→ GIVEN EXERCISE A
In the post on Lando Calrissian, copy everything from "For those who" down to "into Star Wars.".
→ GIVEN EXERCISE B
According to the post on Lando Calrissian, which film first introduced the Lando character?
→ GIVEN EXERCISE C
What does the post on Lando Calrissian say Solo reveals about how Han Solo came to be? List every item it gives.

— Start EXTRACT —

Afros in Space: Lando Calrissian

My last post on Afrofuturism explored the term’s origin and how I felt Ryan Coogler’s Black Panther is the A-1 example of the intersection of African Diaspora culture with technology in 2018. I still believe that to be true, but should mention another stellar example of Afrofuturistic representation this year:

Lando

Admittedly, I threw heavy shade on Solo per the lackluster first trailer and all the drama that went down during shooting. Truth be told, it’s pretty good.

For those who have yet to see it, Solo basically reveals how Han Solo: got his name, captained the Millennium Falcon, acquired his blaster, met Chewie, met Lando, got his swagger, and became a smuggler. So, while the movie initially feels like a Solo get list, the overall project comes together in an slick, intergalactic swashbuckling package that’s entertaining even for those not totally into Star Wars.

Lando-Calrissian-Movie-Star-Wars-Spin-Off-PlansThe biggest surprise for me was finding out not only that Lando is in the film, but that Donald Glover would play the role. As a kid, I never thought much of the Lando character, first introduced in The Empire Strikes Back. He wasn’t a jedi; he was no longer a smuggler; he no longer owned a cool ship. He was just a businessman in a cape, a mayor of some city in the clouds, who double-crossed the main cast only to somewhat redeem himself after getting choked by Chewbacca. Boring! His appearance in The Return of the Jedi was only slightly better as he had some slick maneuvers in the Falcon near the film’s end.

— End EXTRACT —
— Start DATA EXCERPTS —

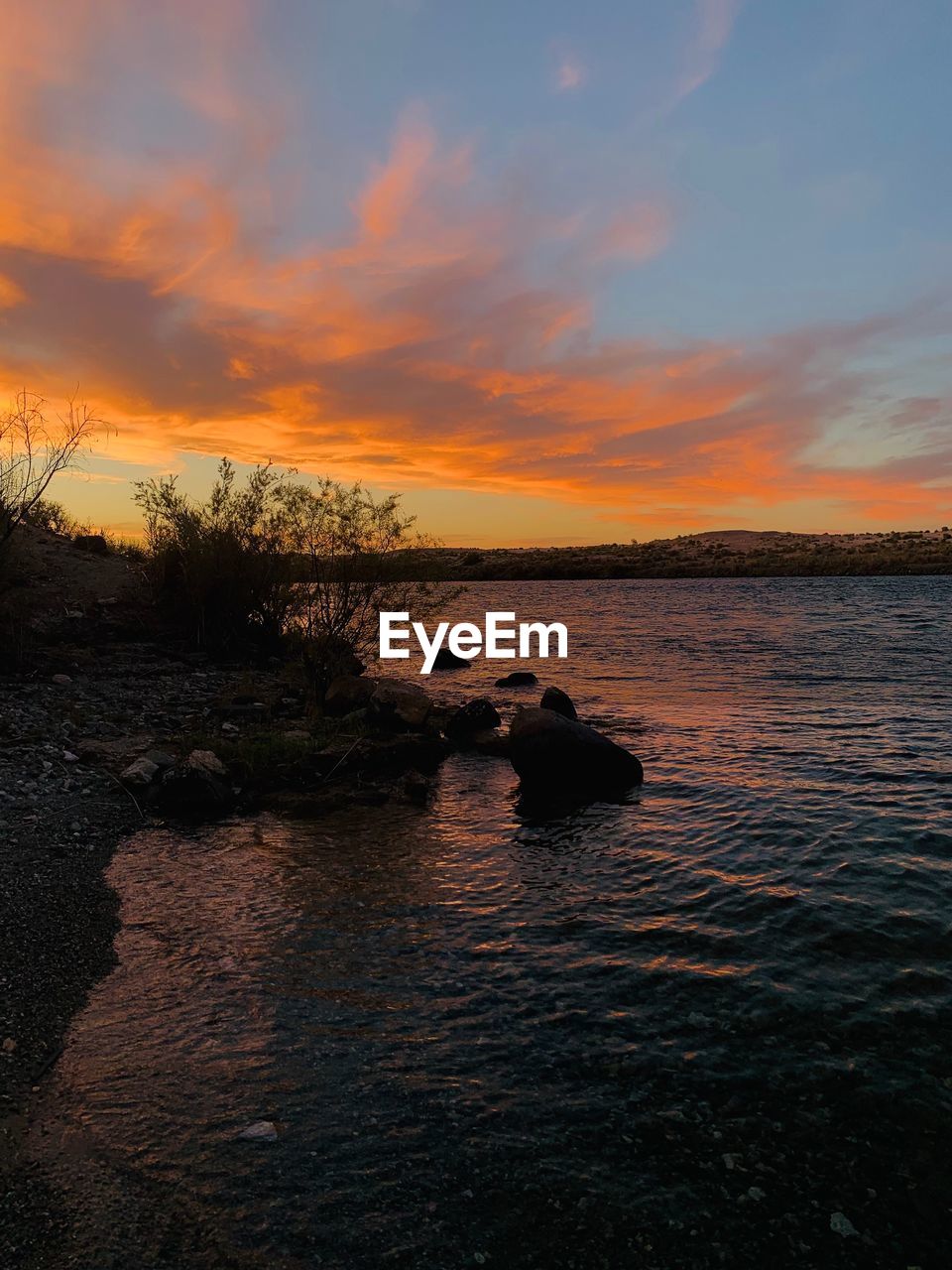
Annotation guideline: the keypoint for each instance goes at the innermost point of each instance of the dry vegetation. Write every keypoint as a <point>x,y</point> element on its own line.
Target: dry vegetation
<point>722,554</point>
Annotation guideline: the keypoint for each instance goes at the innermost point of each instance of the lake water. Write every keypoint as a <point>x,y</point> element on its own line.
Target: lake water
<point>696,1028</point>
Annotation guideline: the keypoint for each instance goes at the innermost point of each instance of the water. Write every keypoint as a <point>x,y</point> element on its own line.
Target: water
<point>679,1030</point>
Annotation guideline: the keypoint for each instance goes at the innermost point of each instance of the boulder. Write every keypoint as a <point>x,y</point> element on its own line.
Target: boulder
<point>400,705</point>
<point>479,715</point>
<point>558,757</point>
<point>553,698</point>
<point>490,742</point>
<point>518,680</point>
<point>195,788</point>
<point>140,774</point>
<point>160,758</point>
<point>345,694</point>
<point>416,788</point>
<point>447,659</point>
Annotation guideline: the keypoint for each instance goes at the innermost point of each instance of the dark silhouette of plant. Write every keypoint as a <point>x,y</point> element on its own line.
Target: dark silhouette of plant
<point>33,449</point>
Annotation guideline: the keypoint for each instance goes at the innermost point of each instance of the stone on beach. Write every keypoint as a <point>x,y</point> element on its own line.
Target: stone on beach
<point>397,703</point>
<point>556,756</point>
<point>347,693</point>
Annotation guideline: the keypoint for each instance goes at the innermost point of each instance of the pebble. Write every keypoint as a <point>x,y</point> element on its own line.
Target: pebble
<point>841,1224</point>
<point>262,1130</point>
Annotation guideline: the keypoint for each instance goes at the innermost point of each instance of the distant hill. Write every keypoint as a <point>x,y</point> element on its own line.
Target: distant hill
<point>711,554</point>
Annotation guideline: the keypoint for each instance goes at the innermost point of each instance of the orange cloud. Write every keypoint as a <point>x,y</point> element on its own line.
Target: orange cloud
<point>422,344</point>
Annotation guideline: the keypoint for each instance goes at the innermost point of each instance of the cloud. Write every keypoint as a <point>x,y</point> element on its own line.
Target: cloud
<point>570,73</point>
<point>442,335</point>
<point>712,27</point>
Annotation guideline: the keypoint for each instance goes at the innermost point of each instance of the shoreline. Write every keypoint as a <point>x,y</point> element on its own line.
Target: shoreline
<point>67,729</point>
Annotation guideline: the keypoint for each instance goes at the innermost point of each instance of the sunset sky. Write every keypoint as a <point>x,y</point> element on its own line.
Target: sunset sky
<point>558,272</point>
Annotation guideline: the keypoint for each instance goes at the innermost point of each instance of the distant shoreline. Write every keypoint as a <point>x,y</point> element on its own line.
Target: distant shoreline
<point>722,554</point>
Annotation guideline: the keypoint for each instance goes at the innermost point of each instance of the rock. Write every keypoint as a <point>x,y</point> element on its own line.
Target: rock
<point>518,680</point>
<point>195,788</point>
<point>416,788</point>
<point>140,772</point>
<point>555,756</point>
<point>477,715</point>
<point>447,659</point>
<point>400,705</point>
<point>490,742</point>
<point>347,693</point>
<point>160,758</point>
<point>94,543</point>
<point>553,698</point>
<point>841,1224</point>
<point>262,1130</point>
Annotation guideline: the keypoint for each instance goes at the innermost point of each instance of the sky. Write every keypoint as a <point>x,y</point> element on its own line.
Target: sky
<point>556,272</point>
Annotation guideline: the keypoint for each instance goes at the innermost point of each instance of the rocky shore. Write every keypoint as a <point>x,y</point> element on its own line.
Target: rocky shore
<point>108,722</point>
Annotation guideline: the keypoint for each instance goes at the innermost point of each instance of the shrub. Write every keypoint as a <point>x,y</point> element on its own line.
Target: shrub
<point>278,563</point>
<point>221,564</point>
<point>33,449</point>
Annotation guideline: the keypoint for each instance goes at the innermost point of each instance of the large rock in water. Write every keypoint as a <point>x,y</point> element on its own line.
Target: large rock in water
<point>400,705</point>
<point>553,698</point>
<point>195,788</point>
<point>517,680</point>
<point>479,715</point>
<point>557,757</point>
<point>447,659</point>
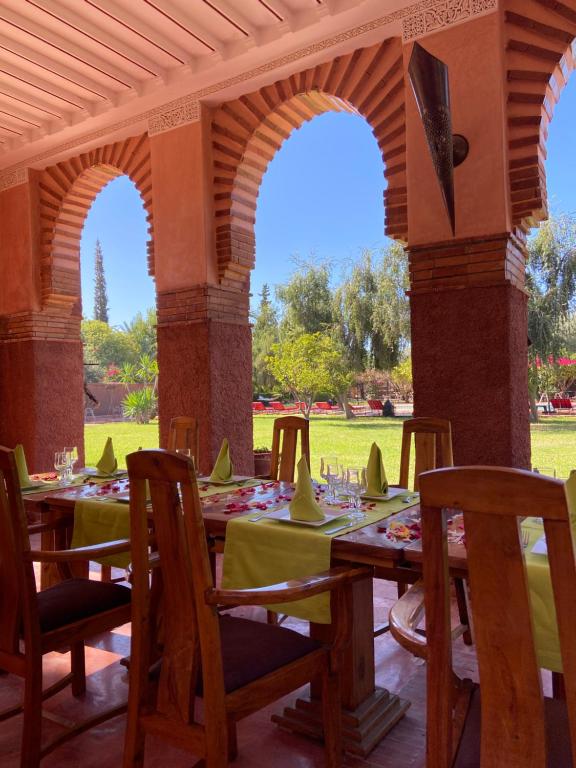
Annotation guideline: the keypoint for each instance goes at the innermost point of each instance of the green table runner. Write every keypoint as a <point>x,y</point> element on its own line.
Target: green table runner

— End DATA EXCERPTS —

→ TASK OUTPUT A
For those who have yet to see it, Solo basically reveals how Han Solo: got his name, captained the Millennium Falcon, acquired his blaster, met Chewie, met Lando, got his swagger, and became a smuggler. So, while the movie initially feels like a Solo get list, the overall project comes together in an slick, intergalactic swashbuckling package that’s entertaining even for those not totally into Star Wars.

→ TASK OUTPUT B
The Empire Strikes Back

→ TASK OUTPUT C
- How he got his name
- How he captained the Millennium Falcon
- How he acquired his blaster
- How he met Chewie
- How he met Lando
- How he got his swagger
- How he became a smuggler